[Provided information]:

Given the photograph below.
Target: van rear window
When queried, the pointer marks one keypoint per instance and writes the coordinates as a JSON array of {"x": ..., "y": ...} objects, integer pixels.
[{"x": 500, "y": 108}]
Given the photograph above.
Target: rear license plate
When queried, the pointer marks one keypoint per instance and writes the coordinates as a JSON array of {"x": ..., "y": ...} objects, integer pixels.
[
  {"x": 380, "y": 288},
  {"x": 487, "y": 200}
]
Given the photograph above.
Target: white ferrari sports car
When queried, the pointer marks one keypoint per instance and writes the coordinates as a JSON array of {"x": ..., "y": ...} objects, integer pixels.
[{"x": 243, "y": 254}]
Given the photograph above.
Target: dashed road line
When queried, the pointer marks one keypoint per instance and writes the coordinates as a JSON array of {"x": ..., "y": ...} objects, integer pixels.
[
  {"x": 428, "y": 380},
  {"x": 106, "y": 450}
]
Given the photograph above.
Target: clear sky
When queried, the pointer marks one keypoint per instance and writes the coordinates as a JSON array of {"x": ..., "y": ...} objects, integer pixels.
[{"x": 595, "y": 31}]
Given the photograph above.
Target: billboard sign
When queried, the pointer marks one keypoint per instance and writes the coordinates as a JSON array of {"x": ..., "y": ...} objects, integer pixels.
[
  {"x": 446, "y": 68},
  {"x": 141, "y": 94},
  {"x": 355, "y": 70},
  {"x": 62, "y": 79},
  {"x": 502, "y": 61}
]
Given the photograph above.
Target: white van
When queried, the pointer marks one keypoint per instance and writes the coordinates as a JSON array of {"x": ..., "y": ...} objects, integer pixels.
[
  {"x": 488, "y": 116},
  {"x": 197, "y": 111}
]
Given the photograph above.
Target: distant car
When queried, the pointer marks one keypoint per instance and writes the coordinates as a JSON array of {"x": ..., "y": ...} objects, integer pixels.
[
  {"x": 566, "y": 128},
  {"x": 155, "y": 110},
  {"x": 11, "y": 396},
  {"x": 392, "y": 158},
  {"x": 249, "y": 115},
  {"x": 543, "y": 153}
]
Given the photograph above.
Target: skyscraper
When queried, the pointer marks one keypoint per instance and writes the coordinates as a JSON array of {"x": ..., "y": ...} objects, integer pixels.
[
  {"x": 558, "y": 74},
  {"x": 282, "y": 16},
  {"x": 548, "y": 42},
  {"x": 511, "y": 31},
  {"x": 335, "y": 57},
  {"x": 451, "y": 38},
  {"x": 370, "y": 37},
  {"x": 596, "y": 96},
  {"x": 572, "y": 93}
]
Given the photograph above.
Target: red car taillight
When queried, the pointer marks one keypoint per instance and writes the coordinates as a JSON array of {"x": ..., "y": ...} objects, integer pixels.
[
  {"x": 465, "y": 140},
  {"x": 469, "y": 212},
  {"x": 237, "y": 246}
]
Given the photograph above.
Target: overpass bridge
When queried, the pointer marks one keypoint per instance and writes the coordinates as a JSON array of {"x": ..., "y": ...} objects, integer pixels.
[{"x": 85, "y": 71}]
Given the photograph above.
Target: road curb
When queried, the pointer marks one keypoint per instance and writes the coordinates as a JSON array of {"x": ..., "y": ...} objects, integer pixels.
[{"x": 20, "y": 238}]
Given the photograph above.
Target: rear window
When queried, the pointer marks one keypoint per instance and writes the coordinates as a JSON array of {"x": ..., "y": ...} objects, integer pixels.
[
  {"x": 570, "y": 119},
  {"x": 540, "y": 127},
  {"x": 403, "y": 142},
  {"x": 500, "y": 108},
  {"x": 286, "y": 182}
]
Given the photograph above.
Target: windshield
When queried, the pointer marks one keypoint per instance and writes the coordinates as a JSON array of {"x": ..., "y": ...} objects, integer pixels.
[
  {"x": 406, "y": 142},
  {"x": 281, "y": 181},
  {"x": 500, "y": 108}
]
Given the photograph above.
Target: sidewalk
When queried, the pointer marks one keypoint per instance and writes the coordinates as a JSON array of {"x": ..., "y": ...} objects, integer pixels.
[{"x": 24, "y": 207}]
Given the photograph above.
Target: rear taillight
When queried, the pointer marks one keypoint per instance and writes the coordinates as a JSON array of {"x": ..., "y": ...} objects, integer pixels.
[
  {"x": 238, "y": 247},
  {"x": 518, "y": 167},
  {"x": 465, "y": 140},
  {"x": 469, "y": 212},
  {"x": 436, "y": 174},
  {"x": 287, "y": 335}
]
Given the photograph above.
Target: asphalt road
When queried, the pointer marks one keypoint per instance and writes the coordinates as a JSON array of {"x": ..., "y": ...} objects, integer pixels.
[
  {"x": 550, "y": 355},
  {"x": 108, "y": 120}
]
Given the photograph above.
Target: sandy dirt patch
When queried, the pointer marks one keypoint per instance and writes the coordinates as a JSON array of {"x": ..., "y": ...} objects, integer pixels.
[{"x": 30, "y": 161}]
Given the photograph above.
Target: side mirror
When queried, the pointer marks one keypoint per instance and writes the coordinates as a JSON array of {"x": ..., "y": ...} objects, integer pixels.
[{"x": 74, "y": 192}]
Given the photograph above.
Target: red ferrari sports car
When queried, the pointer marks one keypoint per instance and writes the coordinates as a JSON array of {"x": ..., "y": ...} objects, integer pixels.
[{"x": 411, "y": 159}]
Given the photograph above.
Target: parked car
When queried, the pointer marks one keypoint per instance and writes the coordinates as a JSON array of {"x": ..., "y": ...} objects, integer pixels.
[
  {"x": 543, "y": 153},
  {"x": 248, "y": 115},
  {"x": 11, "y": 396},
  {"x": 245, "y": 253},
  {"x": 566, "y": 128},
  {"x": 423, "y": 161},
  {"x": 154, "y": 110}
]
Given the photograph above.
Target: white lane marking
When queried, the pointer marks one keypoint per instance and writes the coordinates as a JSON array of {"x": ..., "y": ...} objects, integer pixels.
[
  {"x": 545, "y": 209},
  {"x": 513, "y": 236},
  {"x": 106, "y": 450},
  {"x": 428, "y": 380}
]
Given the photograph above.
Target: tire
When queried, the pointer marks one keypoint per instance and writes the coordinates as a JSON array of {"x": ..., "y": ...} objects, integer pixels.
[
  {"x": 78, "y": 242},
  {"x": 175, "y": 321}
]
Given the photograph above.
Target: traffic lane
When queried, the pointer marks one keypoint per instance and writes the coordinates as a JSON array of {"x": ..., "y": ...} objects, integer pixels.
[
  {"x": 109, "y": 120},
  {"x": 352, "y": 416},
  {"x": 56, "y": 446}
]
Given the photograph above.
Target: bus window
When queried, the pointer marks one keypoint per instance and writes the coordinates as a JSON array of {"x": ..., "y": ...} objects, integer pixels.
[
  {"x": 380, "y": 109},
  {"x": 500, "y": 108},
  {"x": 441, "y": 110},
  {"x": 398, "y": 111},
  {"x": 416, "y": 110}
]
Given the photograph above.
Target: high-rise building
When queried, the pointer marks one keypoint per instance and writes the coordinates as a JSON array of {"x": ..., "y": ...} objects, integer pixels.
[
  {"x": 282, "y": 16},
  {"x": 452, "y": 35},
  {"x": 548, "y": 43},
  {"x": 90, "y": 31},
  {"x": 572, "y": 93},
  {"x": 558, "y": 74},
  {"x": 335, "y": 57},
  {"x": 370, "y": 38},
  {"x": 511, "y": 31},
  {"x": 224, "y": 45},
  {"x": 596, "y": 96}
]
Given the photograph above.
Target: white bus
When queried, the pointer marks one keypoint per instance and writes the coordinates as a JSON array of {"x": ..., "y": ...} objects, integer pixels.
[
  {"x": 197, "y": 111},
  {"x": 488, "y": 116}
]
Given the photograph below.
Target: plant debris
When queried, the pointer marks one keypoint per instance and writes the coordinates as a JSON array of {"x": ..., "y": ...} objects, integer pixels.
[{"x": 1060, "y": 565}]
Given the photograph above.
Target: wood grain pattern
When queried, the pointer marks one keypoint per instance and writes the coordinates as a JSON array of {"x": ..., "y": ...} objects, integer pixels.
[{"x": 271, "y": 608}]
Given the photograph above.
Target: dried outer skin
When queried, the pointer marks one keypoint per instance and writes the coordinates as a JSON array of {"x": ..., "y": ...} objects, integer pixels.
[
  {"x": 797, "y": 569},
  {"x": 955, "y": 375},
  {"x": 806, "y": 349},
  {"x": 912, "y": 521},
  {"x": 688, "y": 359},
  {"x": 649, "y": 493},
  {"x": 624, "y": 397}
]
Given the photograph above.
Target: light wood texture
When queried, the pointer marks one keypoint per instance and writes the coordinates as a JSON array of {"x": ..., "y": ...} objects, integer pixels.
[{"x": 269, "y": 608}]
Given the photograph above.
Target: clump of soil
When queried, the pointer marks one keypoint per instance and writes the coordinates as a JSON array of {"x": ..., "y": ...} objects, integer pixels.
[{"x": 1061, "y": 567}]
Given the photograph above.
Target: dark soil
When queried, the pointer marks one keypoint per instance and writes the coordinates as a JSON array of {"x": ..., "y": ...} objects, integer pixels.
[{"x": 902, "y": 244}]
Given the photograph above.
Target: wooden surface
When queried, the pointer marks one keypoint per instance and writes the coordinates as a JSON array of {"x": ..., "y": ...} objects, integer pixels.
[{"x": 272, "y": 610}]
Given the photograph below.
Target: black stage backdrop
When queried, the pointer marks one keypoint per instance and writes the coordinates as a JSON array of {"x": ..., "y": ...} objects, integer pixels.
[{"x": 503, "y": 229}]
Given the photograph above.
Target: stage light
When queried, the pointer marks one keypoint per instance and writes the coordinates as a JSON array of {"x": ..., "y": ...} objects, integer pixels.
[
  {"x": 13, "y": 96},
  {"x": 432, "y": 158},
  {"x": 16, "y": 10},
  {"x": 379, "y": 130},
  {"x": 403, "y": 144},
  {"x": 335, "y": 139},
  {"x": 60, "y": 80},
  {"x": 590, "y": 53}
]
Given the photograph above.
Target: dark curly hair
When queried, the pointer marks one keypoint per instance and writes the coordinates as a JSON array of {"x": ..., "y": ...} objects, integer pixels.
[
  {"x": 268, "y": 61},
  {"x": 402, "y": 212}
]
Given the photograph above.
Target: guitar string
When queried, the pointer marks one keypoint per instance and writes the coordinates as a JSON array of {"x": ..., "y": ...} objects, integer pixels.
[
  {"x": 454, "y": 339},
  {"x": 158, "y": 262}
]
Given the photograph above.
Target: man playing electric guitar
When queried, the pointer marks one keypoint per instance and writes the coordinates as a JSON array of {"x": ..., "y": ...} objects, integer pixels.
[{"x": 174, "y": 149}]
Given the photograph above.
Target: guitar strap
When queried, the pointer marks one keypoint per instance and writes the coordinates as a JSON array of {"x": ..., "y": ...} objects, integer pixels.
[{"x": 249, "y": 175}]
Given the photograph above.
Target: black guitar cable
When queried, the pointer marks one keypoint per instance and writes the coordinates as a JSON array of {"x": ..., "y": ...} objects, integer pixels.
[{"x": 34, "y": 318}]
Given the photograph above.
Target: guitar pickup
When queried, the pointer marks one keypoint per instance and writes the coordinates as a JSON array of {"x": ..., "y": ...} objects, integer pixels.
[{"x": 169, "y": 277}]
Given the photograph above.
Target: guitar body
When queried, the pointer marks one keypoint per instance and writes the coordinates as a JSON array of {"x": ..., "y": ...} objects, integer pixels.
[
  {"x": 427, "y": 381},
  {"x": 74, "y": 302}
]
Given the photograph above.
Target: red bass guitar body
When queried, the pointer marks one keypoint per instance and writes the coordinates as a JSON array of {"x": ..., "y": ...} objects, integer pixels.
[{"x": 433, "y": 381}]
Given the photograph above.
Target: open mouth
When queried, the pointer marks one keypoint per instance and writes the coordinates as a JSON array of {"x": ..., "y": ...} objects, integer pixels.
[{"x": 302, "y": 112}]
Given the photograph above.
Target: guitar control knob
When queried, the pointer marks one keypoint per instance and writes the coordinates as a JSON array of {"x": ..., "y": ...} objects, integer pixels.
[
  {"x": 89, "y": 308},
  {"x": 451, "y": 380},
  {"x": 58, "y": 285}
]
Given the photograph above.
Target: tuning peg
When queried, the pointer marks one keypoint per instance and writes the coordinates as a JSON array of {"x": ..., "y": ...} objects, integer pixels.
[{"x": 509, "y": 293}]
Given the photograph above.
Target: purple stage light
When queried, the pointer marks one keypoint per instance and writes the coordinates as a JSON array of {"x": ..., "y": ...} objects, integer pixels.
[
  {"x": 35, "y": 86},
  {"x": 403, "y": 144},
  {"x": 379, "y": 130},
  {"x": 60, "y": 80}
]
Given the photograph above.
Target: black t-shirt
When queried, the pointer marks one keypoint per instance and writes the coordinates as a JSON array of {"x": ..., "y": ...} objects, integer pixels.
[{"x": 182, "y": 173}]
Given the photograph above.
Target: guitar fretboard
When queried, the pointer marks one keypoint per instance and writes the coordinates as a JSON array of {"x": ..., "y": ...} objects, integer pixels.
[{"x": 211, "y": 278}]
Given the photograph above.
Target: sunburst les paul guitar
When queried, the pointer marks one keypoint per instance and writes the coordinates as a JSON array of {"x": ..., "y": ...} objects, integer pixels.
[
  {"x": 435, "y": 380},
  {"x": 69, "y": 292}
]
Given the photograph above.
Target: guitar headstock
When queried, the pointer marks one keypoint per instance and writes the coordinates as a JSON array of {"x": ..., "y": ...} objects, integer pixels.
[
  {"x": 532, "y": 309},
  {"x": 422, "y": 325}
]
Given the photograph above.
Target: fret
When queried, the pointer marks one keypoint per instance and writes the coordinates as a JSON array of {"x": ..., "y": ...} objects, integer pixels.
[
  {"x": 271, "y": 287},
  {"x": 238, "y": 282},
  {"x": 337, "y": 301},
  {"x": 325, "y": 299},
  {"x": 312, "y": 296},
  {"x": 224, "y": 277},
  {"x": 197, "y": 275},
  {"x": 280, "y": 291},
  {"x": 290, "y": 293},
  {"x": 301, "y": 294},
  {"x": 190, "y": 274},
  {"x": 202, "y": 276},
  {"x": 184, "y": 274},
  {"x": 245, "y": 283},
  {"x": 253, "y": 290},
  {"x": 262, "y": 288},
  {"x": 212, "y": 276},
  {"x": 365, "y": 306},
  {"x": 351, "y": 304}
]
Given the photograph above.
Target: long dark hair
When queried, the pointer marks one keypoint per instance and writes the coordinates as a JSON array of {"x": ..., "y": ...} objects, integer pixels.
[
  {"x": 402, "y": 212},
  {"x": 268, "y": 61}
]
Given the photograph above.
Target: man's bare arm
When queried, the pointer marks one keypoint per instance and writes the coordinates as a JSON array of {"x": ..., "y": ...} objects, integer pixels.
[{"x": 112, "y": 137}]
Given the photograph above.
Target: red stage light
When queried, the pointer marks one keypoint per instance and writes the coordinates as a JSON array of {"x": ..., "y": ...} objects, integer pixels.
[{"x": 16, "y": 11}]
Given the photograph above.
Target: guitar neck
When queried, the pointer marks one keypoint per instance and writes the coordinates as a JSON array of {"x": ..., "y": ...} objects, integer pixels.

[Work to be completed]:
Please collect every line above that contains the string "sports", matching case exactly.

[Response to the task]:
Target: white ferrari sports car
Target: red ferrari sports car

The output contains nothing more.